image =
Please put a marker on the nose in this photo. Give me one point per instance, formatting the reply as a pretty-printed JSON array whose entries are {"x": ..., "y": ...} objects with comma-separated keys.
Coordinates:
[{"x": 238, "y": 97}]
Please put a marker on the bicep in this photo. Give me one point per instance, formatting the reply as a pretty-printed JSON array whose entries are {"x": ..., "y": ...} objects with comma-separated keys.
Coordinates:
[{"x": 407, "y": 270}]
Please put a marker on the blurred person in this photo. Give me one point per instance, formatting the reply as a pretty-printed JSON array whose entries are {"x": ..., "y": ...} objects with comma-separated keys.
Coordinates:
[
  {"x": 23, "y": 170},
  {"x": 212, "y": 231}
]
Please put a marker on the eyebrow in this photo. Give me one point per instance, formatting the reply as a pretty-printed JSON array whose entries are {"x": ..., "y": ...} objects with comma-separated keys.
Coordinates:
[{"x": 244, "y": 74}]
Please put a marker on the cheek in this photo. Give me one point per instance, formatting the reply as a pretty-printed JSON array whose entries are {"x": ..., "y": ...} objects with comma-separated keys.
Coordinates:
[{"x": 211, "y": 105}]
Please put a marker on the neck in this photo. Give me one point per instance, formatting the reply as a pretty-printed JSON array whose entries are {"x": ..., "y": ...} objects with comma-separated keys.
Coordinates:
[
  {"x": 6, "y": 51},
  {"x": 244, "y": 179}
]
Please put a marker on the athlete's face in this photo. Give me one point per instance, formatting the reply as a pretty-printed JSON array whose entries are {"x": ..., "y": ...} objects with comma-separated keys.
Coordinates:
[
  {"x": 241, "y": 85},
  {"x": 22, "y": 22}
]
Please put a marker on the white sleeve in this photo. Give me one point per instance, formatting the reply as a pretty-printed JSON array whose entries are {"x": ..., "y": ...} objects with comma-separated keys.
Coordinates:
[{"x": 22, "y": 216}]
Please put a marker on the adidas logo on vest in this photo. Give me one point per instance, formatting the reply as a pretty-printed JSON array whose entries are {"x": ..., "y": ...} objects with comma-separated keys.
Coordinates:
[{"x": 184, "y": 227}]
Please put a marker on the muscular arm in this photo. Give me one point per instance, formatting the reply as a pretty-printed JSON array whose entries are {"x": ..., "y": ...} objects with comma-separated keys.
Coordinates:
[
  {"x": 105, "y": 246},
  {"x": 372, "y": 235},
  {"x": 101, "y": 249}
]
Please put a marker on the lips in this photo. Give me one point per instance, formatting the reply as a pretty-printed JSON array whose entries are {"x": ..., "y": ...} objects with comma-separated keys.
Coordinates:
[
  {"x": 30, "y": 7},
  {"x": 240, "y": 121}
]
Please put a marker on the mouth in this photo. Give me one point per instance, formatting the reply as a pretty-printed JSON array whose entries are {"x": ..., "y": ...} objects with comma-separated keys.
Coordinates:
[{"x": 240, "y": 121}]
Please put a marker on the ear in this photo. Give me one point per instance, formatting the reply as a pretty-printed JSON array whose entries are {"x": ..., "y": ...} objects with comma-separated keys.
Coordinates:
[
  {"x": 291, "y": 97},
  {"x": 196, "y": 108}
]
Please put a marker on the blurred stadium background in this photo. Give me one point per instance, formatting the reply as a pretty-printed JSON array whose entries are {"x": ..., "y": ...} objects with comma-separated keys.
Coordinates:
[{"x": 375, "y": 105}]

## TRY IT
Return the whole listing as it stands. Nothing may be altered.

## SOLVED EXERCISE
image =
Please put a marker on the nose in this photo. Give me one point per instance, formatting the reply as a pretty-printed JSON array whose entries are {"x": ..., "y": ...} objects with comma-separated keys.
Coordinates:
[{"x": 238, "y": 97}]
Please put a marker on the bicep in this photo. Give me one point per instance, formatting the reply as a pretty-printed JSON array whose entries are {"x": ..., "y": ...} objects with comma-separated keys.
Coordinates:
[{"x": 407, "y": 270}]
Please put a marker on the blurred person in this photo. Give me one point per instance, formatting the reply as a pretty-printed JSON array whose entries are {"x": ..., "y": ...} objects with comma-separated keys.
Coordinates:
[
  {"x": 23, "y": 170},
  {"x": 212, "y": 231}
]
Please put a marker on the eyebrow in this photo. Give me one point per instance, formatting the reply as a pretty-printed JSON array whose entries are {"x": ..., "y": ...} objects with comma-separated keys.
Coordinates:
[{"x": 244, "y": 74}]
Please put a marker on the cheek in this photo. Give me one point per instance, formatting the reply as a pretty-printed JSON array whose entries are {"x": ..., "y": ...} objects with comma-separated keys.
Coordinates:
[{"x": 211, "y": 105}]
Please put a marker on the neck in this photo. Give me one point per instance, formatting the reply as a pretty-printed JSON array whose entries are {"x": ..., "y": ...} objects with comma-separated keys.
Coordinates:
[
  {"x": 6, "y": 51},
  {"x": 244, "y": 179}
]
Please put a marker on the athlete's face in this photo. Give me one point per instance, formatting the reply as a pretty-printed JSON array whose entries are {"x": ..., "y": ...} objects with comma-separated keys.
Coordinates:
[
  {"x": 241, "y": 85},
  {"x": 22, "y": 22}
]
Please put a marker on the white sleeve in this photo. Give me one point per instance, formatting the reply as a pretty-printed JSON array whose entries are {"x": ..., "y": ...} objects with comma-separated keys.
Coordinates:
[{"x": 22, "y": 216}]
Please put a marker on the adidas logo on vest in this photo. Give me one point per instance, formatting the reply as a pretty-printed JSON array whose entries are {"x": ..., "y": ...} objects with comma-separated keys.
Coordinates:
[{"x": 184, "y": 227}]
Please put a marker on the muscular arm in this photo. Give me one point per instance, formatting the reply as a pretty-printed JSON array whose entries are {"x": ..., "y": ...} objects with comma-separated keys.
Coordinates:
[
  {"x": 105, "y": 246},
  {"x": 372, "y": 235},
  {"x": 101, "y": 249}
]
Please put a marker on the lips in this photo. Give me one point per instance, formatting the reply as a pretty-printed JSON array whose entries are {"x": ..., "y": ...} objects with comma-separated keys.
Coordinates:
[
  {"x": 30, "y": 7},
  {"x": 240, "y": 121}
]
Please put a marker on the mouth in this photo. Give me one point per instance, formatting the reply as a pretty-printed JSON array whose entries are {"x": ..., "y": ...} objects with comma-separated keys.
Coordinates:
[{"x": 240, "y": 121}]
Please put a marker on the ear in this photo. Give me one point per instance, formatting the reply as a pretty-printed JSON array whose entries are {"x": ..., "y": ...} objects with comma-separated keys.
Coordinates:
[
  {"x": 291, "y": 97},
  {"x": 196, "y": 108}
]
Please put a marker on the blurred stadium background in this photo. Give me one point per instance, formatting the reply as a pretty-printed JSON array whose entries are {"x": ..., "y": ...} objects with comma-separated keys.
Coordinates:
[{"x": 375, "y": 105}]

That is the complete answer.